** START Dataset records **

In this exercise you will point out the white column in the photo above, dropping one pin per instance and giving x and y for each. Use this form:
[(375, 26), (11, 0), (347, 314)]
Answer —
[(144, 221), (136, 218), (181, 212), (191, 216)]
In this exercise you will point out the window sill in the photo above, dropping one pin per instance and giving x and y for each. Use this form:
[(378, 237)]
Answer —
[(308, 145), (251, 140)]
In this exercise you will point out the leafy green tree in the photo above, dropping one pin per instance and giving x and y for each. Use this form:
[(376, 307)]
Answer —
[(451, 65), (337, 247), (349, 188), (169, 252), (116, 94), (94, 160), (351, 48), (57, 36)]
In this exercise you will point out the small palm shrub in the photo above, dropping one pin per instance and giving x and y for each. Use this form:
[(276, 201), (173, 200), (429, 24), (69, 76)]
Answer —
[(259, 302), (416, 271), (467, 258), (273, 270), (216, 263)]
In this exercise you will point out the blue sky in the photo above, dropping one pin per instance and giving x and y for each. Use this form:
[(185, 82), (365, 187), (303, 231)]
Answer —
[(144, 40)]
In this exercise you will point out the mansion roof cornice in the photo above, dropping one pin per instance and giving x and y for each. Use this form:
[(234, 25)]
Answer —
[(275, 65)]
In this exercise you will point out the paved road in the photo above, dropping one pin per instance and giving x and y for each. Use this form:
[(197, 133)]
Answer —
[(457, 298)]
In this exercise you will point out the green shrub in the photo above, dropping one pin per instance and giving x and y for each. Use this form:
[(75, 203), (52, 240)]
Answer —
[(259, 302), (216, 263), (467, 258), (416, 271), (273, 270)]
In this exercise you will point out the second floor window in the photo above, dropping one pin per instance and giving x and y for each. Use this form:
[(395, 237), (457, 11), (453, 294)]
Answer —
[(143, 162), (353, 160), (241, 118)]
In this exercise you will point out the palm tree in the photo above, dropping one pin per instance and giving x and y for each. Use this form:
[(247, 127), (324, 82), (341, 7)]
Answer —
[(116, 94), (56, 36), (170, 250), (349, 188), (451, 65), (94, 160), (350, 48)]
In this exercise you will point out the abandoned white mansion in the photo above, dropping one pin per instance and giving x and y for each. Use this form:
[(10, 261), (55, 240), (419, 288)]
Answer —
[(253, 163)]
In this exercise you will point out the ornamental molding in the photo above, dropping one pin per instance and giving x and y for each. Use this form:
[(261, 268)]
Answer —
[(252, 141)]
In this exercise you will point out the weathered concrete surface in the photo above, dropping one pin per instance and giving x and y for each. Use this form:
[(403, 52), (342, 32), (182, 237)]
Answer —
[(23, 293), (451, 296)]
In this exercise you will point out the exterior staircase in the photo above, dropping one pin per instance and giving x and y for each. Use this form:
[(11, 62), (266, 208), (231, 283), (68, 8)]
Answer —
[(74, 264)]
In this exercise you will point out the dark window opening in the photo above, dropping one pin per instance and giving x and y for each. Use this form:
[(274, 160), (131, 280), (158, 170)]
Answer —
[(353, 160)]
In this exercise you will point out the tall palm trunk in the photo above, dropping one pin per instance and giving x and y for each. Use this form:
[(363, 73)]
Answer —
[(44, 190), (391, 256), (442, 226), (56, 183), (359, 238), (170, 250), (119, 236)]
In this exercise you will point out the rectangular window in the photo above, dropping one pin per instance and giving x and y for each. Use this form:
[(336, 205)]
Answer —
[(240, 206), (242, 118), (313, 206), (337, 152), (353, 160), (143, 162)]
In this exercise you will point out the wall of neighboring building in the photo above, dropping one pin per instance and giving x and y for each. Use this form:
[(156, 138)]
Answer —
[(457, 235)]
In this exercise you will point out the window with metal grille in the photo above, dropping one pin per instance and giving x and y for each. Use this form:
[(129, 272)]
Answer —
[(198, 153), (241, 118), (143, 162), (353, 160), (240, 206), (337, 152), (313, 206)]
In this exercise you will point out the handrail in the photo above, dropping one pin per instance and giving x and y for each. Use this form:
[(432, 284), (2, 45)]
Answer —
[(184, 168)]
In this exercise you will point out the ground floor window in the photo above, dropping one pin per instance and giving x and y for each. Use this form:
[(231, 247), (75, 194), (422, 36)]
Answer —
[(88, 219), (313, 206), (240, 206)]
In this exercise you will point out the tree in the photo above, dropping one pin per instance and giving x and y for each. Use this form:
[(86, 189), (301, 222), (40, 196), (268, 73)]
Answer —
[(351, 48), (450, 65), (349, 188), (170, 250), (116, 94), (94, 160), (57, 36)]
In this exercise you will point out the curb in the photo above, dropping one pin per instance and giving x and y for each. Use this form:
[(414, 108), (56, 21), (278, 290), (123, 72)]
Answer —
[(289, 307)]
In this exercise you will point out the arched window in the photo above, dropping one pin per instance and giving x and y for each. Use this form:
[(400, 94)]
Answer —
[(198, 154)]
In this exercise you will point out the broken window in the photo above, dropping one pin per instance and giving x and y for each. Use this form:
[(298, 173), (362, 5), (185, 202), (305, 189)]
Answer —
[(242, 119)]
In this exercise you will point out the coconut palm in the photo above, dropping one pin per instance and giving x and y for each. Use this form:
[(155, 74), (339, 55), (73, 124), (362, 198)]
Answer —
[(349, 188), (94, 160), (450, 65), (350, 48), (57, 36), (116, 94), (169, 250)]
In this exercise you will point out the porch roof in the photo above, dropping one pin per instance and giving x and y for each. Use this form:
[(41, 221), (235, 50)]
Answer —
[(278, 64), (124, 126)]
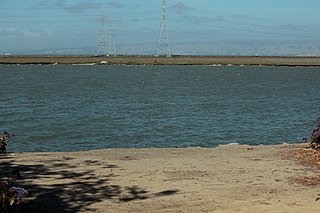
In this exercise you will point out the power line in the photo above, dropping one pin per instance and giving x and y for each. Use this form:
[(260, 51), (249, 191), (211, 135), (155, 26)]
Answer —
[(163, 47)]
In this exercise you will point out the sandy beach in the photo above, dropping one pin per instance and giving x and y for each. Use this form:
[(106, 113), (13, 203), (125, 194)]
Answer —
[(232, 178)]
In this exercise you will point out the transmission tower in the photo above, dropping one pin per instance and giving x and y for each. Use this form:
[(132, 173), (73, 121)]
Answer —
[(163, 48), (102, 38), (111, 39)]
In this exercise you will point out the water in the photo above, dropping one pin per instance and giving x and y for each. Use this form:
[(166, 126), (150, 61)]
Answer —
[(72, 108)]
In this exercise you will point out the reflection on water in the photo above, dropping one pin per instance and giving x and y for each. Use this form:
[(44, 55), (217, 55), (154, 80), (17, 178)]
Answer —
[(70, 108)]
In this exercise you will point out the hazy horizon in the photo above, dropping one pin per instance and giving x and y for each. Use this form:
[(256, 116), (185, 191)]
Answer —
[(203, 27)]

** END Dataset records **

__What is asked__
Retype all of the entries above word for word, leaving out the pictures.

__Completed exercise__
In this exercise you will point out the white column in the photo above, dropping one pin per instance and giving x and y for each. Use this form:
[(375, 26), (11, 0), (347, 314)]
Answer —
[(144, 221), (136, 218), (181, 212), (191, 216)]
In this exercise you will point out the window sill in the photo above, dropping one pin per instance and giving x and y for each. Use this form:
[(378, 237)]
Answer —
[(308, 145), (251, 140)]
In this exercise you will point out the leafy green tree in the photo above, dropping one pin per instance and giving x and y for each. Use this form:
[(376, 307)]
Answer —
[(451, 65), (337, 247), (349, 188), (169, 252), (116, 94), (94, 160), (351, 48), (57, 36)]
In this exercise you will point out the small palm shrub in the photo above, dropping one pin per instance and giving x and y for each. Use this form:
[(276, 201), (173, 200), (429, 24), (69, 76)]
Answer —
[(259, 302), (416, 271), (467, 258), (273, 270), (216, 263)]
In this exercise you will point out the blue sky in the photo above, dropping one pin per instance and giving x and y for each. Use this form:
[(185, 82), (365, 187), (303, 231)]
Answer —
[(144, 40)]
In this exercise you will point out the mansion roof cornice in the photo above, dropping one pin per instance and giving x and y for each. Use this form:
[(234, 25)]
Answer —
[(275, 65)]
In this exercise you will point out the paved road in the photo above, dropping one pin per instance and giving x and y for each. Use this form:
[(197, 133)]
Answer —
[(457, 298)]
In this exercise you will point out the green shrub in the photo above, dropping one pin per instance and giving x and y for each. Use this form:
[(75, 203), (52, 240)]
Answer —
[(259, 302), (216, 263), (467, 258), (416, 271), (273, 270)]
In this exercise you will point out the second floor window in the photo above, dropping one pin per instance and giving x and y for each. Use this form:
[(395, 237), (457, 11), (453, 294)]
Answer —
[(143, 162), (353, 160), (241, 118)]
In this exercise you will point out the palm tree in the photo above, dropping one pin per instance and giving x and y for each. Use this form:
[(247, 127), (324, 82), (341, 7)]
Answer —
[(116, 94), (56, 36), (170, 250), (349, 188), (451, 65), (94, 160), (350, 48)]
In this exercise you will point out the abandoned white mansion in the photo above, dropping one pin per instance and giving x and y for each. Use this form:
[(10, 261), (55, 240), (419, 288)]
Answer —
[(253, 163)]
In this exercise you will point out the ornamental molding in the photo above, dropping one pin per instance and giving x and y for each. Use this form:
[(261, 268)]
Answer —
[(252, 141)]
In this exercise you will point out the weathered concrete surface in the photo above, dropping one pin per instance and giving x and y for each. Use this form:
[(403, 52), (342, 32), (182, 237)]
Answer —
[(23, 293), (451, 296)]
In this exercise you will point out the exterior staircase in the photo above, dropping one pin per instance and giving x and y for each. Use this form:
[(11, 62), (266, 208), (231, 283), (68, 8)]
Answer —
[(74, 264)]
In this exercise you will point out the dark window opening in the photo above, dropping one pin per instance and giving x and y for each. Use this form:
[(274, 160), (131, 280), (158, 170)]
Answer —
[(353, 160)]
In this exercise you will point out the tall palm trunk in the photo above, dropping one pin per instance and giving x and y for each. Use this form:
[(363, 73)]
Answer —
[(44, 190), (391, 256), (442, 226), (56, 183), (359, 238), (170, 250), (119, 236)]
In this exercise you will point out the rectangular window in the photo above, dropping one pin per instance and giving x and y for each. Use this form:
[(336, 205)]
Answer —
[(240, 206), (242, 118), (313, 206), (337, 152), (353, 160), (143, 162)]
In this exercise you will point out the wall of neighboring building in the photo above, dropping one pin per instance and giving x and y for each. Use this form:
[(156, 138)]
Answer —
[(457, 235)]
In this exercise you will point out the window with metal grille in the photo above, dropping one pin per instance and giving x and y for each. Use this form:
[(129, 272)]
Answer —
[(198, 153), (241, 118), (143, 162), (353, 160), (240, 206), (337, 152), (313, 206)]
In this exercise you will point out the handrail in the photo above, dropping one pin per instance and giving x and y for each. Use this form:
[(432, 284), (2, 45)]
Answer —
[(184, 168)]
In this exercise you will point out the ground floor window in the photo above, dropping one pin per instance and giving x and y for each. Use this form:
[(231, 247), (75, 194), (422, 36)]
Answer —
[(88, 219), (313, 206), (240, 206)]
In this exercise you will point out the tree in the photo above, dropping one pin per instance and giving x and y for each. Use this form:
[(86, 189), (301, 222), (40, 196), (268, 73)]
Answer —
[(351, 48), (450, 65), (349, 188), (170, 250), (116, 94), (94, 160), (57, 36)]
In this exercise you will point out the curb in the photo above, dropping one pin per instance and giving x and y for each. Use this form:
[(414, 108), (56, 21), (278, 290), (123, 72)]
Answer —
[(289, 307)]
In this exercise you will point out the arched window in the photo above, dropping one pin per instance and giving x and y for each. Use this form:
[(400, 94)]
Answer —
[(198, 154)]
In this exercise you will point out the broken window in the photo above, dropping one pin per instance and giving x and y for each. Use this form:
[(298, 173), (362, 5), (185, 202), (305, 189)]
Answer —
[(242, 119)]
In this exercise you will point out the coconut palm in the photo above, dropping one pin per instance and giving x and y for each. Use this form:
[(155, 74), (339, 55), (73, 124), (362, 198)]
Answer —
[(349, 188), (94, 160), (450, 65), (350, 48), (57, 36), (116, 94), (169, 250)]
In this exercise you will point out the porch roof in the photo above, dropping one pin per instance and giving x and y for each. Use this form:
[(41, 221), (235, 50)]
Answer —
[(278, 64), (124, 126)]
In this exercise you will point out the power line in the photo above, dropping one pin per instance and giving x and y for each. Use this form:
[(260, 51), (249, 191), (211, 135), (155, 26)]
Answer —
[(163, 47)]
In this exercise you will point out the sandy beach in the photo above, dropping one pin per instance and giving x and y for each. Use this form:
[(106, 113), (13, 203), (125, 194)]
Answer —
[(232, 178)]
In this exercise you will point out the transmission tower in the photo above, dropping one pin per instance and giving x and y for each. Use this form:
[(132, 173), (73, 121)]
Answer —
[(163, 48), (102, 38), (111, 39)]
In this exercise you will point out the water in the photo above, dropping one pin per instance and giving x and y for each. Use this form:
[(166, 126), (150, 61)]
Answer —
[(72, 108)]
In this exercise you will point out the reflection on water in the photo above, dropping one pin per instance and giving x and y for each. Use this form:
[(44, 55), (217, 55), (154, 80), (17, 178)]
Answer —
[(70, 108)]
In this exercise you will point out the hazy horizon in the photo above, dropping one pin per instance and giving x and y for each. Use this form:
[(256, 116), (185, 191)]
Answer —
[(203, 27)]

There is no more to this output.